◆ **Source excerpt**
2021: Biden Administration Staffs Up the Agencies
One of the most important ways that an incoming President can shape public policy is through the appointments of regulators to important positions in Washington.
In January, Rohit Chopra was nominated as the head of the Consumer Financial Protection Bureau. The Senate finally confirmed him to this position in September, and he has already made great strides in restoring the CFPB to its role as an effective regulator on behalf of Americans who are preyed upon by unscrupulous actors in the financial industry.
In April, Gary Gensler was confirmed to head the U.S. Securities and Exchange Commission, and he has assembled an impressive staff of leaders who are in the middle of a substantial rulemaking process that will protect investors, expand markets, and facilitate capital formation.
In November, President Biden announced he intends to reappoint Jerome Powell as Chair of the Federal Reserve and elevate Fed Governor Lael Brainard to Vice Chair. The President still has to nominate three additional Governors for the Fed and designate one to the critically important job of Vice Chair for Supervision, one of the most powerful banking regulators in the world.

◆ **Stated problem 1**
According to the piece on the Biden administration's 2021 agency appointments, in which month did the Senate confirm Rohit Chopra to lead the Consumer Financial Protection Bureau?
◆ **Stated problem 2**
Extend the piece on the Biden administration's 2021 agency appointments with a few more sentences, picking up right after its last sentence.

◆ **Record set**
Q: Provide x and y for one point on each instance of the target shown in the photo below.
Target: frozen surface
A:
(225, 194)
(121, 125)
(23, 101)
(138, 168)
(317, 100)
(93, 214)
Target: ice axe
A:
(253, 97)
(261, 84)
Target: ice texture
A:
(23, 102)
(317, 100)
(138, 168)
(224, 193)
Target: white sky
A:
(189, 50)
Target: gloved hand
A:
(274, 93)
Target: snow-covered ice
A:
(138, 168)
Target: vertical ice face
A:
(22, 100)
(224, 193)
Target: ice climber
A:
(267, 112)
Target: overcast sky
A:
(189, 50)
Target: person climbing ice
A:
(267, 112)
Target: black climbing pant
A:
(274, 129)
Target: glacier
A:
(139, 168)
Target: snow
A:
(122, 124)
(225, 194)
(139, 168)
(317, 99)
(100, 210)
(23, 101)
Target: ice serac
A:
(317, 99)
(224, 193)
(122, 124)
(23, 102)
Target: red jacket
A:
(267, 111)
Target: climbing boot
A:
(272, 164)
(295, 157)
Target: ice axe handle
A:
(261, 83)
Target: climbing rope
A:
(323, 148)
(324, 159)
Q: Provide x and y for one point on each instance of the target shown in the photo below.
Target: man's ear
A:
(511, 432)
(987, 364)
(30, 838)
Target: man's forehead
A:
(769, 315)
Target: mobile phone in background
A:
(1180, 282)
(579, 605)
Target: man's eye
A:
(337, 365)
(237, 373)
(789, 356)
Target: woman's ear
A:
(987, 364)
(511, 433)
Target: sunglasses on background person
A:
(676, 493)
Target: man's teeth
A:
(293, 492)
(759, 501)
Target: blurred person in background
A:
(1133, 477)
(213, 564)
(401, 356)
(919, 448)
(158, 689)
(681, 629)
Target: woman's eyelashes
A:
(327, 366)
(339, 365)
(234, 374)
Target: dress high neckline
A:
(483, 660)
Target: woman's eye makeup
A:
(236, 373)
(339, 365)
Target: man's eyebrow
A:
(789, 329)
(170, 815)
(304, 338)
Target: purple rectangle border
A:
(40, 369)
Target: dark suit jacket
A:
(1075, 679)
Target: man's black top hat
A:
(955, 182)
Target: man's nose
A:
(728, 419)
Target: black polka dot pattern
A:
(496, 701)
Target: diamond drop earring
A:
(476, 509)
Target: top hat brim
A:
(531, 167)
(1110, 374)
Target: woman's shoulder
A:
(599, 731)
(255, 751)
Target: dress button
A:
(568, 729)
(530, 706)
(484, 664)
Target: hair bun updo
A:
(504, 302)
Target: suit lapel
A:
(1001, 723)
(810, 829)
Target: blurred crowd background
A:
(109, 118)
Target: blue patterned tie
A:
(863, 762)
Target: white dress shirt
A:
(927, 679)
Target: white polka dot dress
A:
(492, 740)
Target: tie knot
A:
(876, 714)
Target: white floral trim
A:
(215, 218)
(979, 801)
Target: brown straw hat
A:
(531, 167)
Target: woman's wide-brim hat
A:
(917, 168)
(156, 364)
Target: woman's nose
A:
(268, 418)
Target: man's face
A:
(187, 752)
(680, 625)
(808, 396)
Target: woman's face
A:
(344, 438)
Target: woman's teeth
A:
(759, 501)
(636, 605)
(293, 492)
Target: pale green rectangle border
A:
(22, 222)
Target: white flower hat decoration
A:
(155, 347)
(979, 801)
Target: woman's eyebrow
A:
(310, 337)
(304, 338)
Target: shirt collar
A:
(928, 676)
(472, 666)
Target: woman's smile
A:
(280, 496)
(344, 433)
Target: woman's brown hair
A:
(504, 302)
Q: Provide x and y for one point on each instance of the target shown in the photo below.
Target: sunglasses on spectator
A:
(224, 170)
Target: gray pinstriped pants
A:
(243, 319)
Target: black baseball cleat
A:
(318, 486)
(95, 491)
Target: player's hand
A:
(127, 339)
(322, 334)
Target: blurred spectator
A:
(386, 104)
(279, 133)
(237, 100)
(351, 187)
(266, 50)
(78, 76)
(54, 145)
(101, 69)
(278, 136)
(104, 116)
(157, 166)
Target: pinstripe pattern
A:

◆ **Reply 1**
September

◆ **Reply 2**
In December, Saule Omarova, President Biden’s nominee to be Comptroller of the Currency, the top banking supervisor in the country, withdrew from consideration after enduring outrageous attacks on her character from Senate Republicans.
Also in December, Rostin Behnam was confirmed by the Senate to serve as Chairman of the Commodity Futures Trading Commission, a key federal regulator that oversees the country’s derivative markets.
Review of 2021 Congressional Activities Related to the Economy and Financial Regulation
In February, the House Financial Services Committee held the first of three planned hearings on Robinhood, GameStop, and the meme stock frenzy that captivated stock market observers. In March, Better Markets’ CEO Dennis Kelleher testified at the second of the hearings in March.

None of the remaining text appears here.